Extrait de page:
━━━━━━━━
France: Tous égaux devant la loi et la justice
France: All are equal before the law
Le dépôt, trois jours avant la date de l'audience, d'une question préliminaire de constitutionnalité a eu pour effet de reporter une nouvelle fois le procès de l’ancien Président de la République.
Cette utilisation des ressources de la procédure, que le juge n'a pas le moyen d'écarter, risque de renforcer le sentiment de plus en plus répandu chez les Français d’une justice à deux vitesses, où le droit est instrumentalisé au profit d'une catégorie de citoyens privilégiés.
C’est une très mauvaise nouvelle qui va à l'encontre des déclarations récentes de nombreux responsables de partis politiques sur l’urgence d’une moralisation de la vie publique.
Rappelons qu’en vertu de l’immunité dont bénéficient les Présidents de la République en exercice, ce procès, qui portait sur la période antérieure au mandat de Jacques Chirac, avait déjà été reporté.
Sur le fond, la question prioritaire de constitutionnalité (QPC) qui est posée va également à l’encontre de l’évolution des pratiques observées à l’étranger en matière de lutte contre la délinquance financière et des attentes de nos principaux partenaires.
Le groupe de travail de l’OCDE sur la corruption[1] estime que la prescription actuellement applicable en France aux délits de corruption est déjà trop courte pour une bonne application de la loi et cela, malgré l’aménagement apporté par la jurisprudence de la Cour de cassation sur les abus de confiance que cette QPC entend remettre en question.
━━━━━━━━
Données de travail:
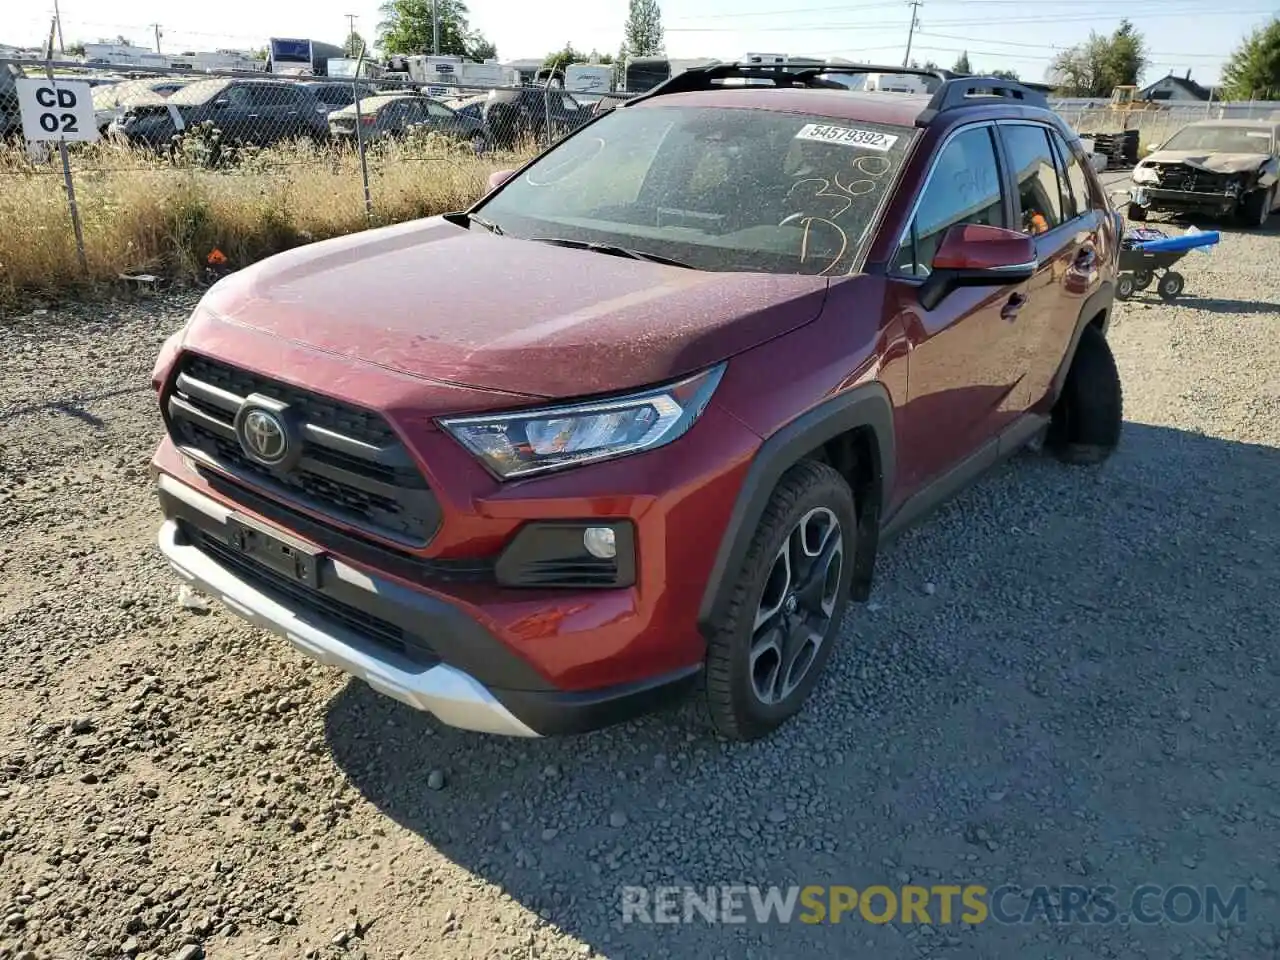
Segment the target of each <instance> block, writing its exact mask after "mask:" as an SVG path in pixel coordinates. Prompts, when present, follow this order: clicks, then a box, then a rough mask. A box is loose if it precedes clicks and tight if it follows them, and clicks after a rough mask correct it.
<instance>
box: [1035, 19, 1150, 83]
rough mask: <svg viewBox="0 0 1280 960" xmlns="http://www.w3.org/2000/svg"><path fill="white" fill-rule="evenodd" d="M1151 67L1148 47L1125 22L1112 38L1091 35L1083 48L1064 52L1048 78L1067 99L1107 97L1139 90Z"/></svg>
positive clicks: (1053, 61) (1056, 58)
mask: <svg viewBox="0 0 1280 960" xmlns="http://www.w3.org/2000/svg"><path fill="white" fill-rule="evenodd" d="M1147 63H1148V60H1147V44H1146V41H1144V40H1143V37H1142V35H1140V33H1138V31H1137V29H1134V26H1133V24H1132V23H1130V22H1129V20H1126V19H1125V20H1120V26H1119V27H1116V29H1115V32H1114V33H1112V35H1111V36H1110V37H1105V36H1102V35H1100V33H1089V38H1088V40H1087V41H1084V42H1083V44H1076V45H1075V46H1073V47H1070V49H1069V50H1064V51H1062V52H1060V54H1059V55H1057V56H1056V58H1053V63H1052V64H1051V65H1050V69H1048V78H1050V81H1051V82H1052V83H1053V84H1055V86H1056V87H1059V88H1060V90H1061V91H1062V93H1064V95H1065V96H1076V97H1106V96H1111V91H1112V90H1115V88H1116V87H1121V86H1137V84H1138V81H1139V79H1142V74H1143V72H1144V70H1146V69H1147Z"/></svg>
━━━━━━━━
Activités:
1. Reproduisez fidèlement un passage de l'extrait : commencez aux mots « C’est une très » et arrêtez-vous après « déjà été reporté. ».
2. Transcrivez l'ensemble des lignes des données sous forme de liste JSON de chaînes, une chaîne par ligne, en omettant les lignes vides. N'incluez pas les images dans la réponse.
L'extrait et les données n'ont aucun lien entre eux.

Corrigé:
1.
C’est une très mauvaise nouvelle qui va à l'encontre des déclarations récentes de nombreux responsables de partis politiques sur l’urgence d’une moralisation de la vie publique.
Rappelons qu’en vertu de l’immunité dont bénéficient les Présidents de la République en exercice, ce procès, qui portait sur la période antérieure au mandat de Jacques Chirac, avait déjà été reporté.

2.
[
  "Segment the target of each <instance> block, writing its exact mask after \"mask:\" as an SVG path in pixel coordinates. Prompts, when present, follow this order: clicks, then a box, then a rough mask. A box is loose if it precedes clicks and tight if it follows them, and clicks after a rough mask correct it.",
  "<instance>",
  "box: [1035, 19, 1150, 83]",
  "rough mask: <svg viewBox=\"0 0 1280 960\" xmlns=\"http://www.w3.org/2000/svg\"><path fill=\"white\" fill-rule=\"evenodd\" d=\"M1151 67L1148 47L1125 22L1112 38L1091 35L1083 48L1064 52L1048 78L1067 99L1107 97L1139 90Z\"/></svg>",
  "positive clicks: (1053, 61) (1056, 58)",
  "mask: <svg viewBox=\"0 0 1280 960\" xmlns=\"http://www.w3.org/2000/svg\"><path fill=\"white\" fill-rule=\"evenodd\" d=\"M1147 63H1148V60H1147V44H1146V41H1144V40H1143V37H1142V35H1140V33H1138V31H1137V29H1134V26H1133V24H1132V23H1130V22H1129V20H1126V19H1125V20H1120V26H1119V27H1116V29H1115V32H1114V33H1112V35H1111V36H1110V37H1105V36H1102V35H1100V33H1089V38H1088V40H1087V41H1084V42H1083V44H1076V45H1075V46H1073V47H1070V49H1069V50H1064V51H1062V52H1060V54H1059V55H1057V56H1056V58H1053V63H1052V64H1051V65H1050V69H1048V78H1050V81H1051V82H1052V83H1053V84H1055V86H1056V87H1059V88H1060V90H1061V91H1062V93H1064V95H1065V96H1076V97H1106V96H1111V91H1112V90H1115V88H1116V87H1121V86H1137V84H1138V81H1139V79H1142V74H1143V72H1144V70H1146V69H1147Z\"/></svg>"
]